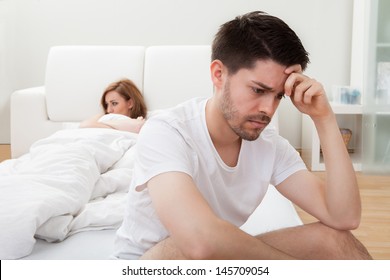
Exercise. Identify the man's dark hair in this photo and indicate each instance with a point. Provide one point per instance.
(254, 36)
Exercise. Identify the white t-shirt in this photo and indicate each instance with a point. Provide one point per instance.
(178, 140)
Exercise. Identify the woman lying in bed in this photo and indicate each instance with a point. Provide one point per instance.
(124, 108)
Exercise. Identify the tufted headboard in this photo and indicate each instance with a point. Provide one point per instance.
(76, 77)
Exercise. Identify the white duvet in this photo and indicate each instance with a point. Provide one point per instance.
(72, 181)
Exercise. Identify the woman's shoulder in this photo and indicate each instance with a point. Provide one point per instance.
(113, 117)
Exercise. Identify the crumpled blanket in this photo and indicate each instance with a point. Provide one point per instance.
(71, 181)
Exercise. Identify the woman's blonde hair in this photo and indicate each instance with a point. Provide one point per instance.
(128, 90)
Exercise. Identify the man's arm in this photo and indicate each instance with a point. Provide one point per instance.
(335, 202)
(196, 232)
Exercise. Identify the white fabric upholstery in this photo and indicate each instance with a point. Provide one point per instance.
(76, 76)
(174, 74)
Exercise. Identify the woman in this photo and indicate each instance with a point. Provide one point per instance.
(124, 108)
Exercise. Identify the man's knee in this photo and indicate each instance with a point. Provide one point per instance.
(341, 244)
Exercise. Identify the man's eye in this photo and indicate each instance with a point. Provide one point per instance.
(258, 90)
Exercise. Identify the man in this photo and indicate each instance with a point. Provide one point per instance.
(205, 165)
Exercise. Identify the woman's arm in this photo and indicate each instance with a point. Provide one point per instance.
(125, 124)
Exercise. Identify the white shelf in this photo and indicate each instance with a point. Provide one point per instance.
(348, 116)
(347, 108)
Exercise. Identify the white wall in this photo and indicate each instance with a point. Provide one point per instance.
(28, 28)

Problem details – Convert the material above into a Markdown table with the columns "No." and "Text". Put each line of the material in its own row, with its row number under "No." and the line under "Text". Omit blank lines and pictures.

Finished answer –
| No. | Text |
|---|---|
| 1 | Exercise. Identify the man's dark hair in this photo and indicate each instance with a point. Provide one point per instance. |
| 2 | (254, 36) |
| 3 | Exercise. Identify the white t-shirt in this photo and indicate each instance with a point. Provide one point per instance. |
| 4 | (178, 140) |
| 5 | Exercise. Identify the woman lying in bed in this photo and indicate each instance with a point. Provide one point per instance. |
| 6 | (124, 108) |
| 7 | Exercise. Identify the tufted headboard in this photo and indicate each instance with a point. Provide one point per instance. |
| 8 | (76, 77) |
| 9 | Exercise. Identify the white duvet in this photo and indicate each instance with a point. Provide one point per instance. |
| 10 | (72, 181) |
| 11 | Exercise. Identify the woman's shoulder in this photo and indicate each instance with a point. Provide one point per instance. |
| 12 | (113, 117) |
| 13 | Exercise. Identify the crumpled blanket in this photo and indicate each instance with a point. Provide one point per instance. |
| 14 | (71, 181) |
| 15 | Exercise. Identify the woman's blonde hair in this photo and indicate each instance with a point. Provide one point per instance. |
| 16 | (128, 90) |
| 17 | Exercise. Identify the man's arm in this photo and indicate each instance with a point. Provide one point per instance. |
| 18 | (335, 202) |
| 19 | (196, 232) |
| 20 | Exercise. Identify the white fabric upholstery in this photo and indicate each instance with a point. Provide one point per instance. |
| 21 | (76, 76) |
| 22 | (174, 74) |
| 23 | Exercise. Identify the woman in this photo and indicate each instance with a point. Provide one point per instance. |
| 24 | (124, 108) |
| 25 | Exercise. Identify the man's knee in this photo and indicate each instance with a point. Provide one point per instance. |
| 26 | (341, 244) |
| 27 | Exercise. Identify the man's eye in this photo and indicate each instance with a point. Provide one point per instance. |
| 28 | (258, 90) |
| 29 | Exercise. Identify the man in this photo and indicate each instance with a point. Provide one point per instance. |
| 30 | (205, 165) |
| 31 | Exercise. Identify the woman's arm in this photo and indicate each instance with a point. Provide one point per instance. |
| 32 | (125, 124) |
| 33 | Exercise. Identify the white shelf in this photo and indicate each instance with a point. Provide one point per instance. |
| 34 | (348, 116) |
| 35 | (347, 108) |
| 36 | Exercise. Identify the white wall in this photo and indicate each instance with a point. Provide one point per instance. |
| 37 | (28, 28) |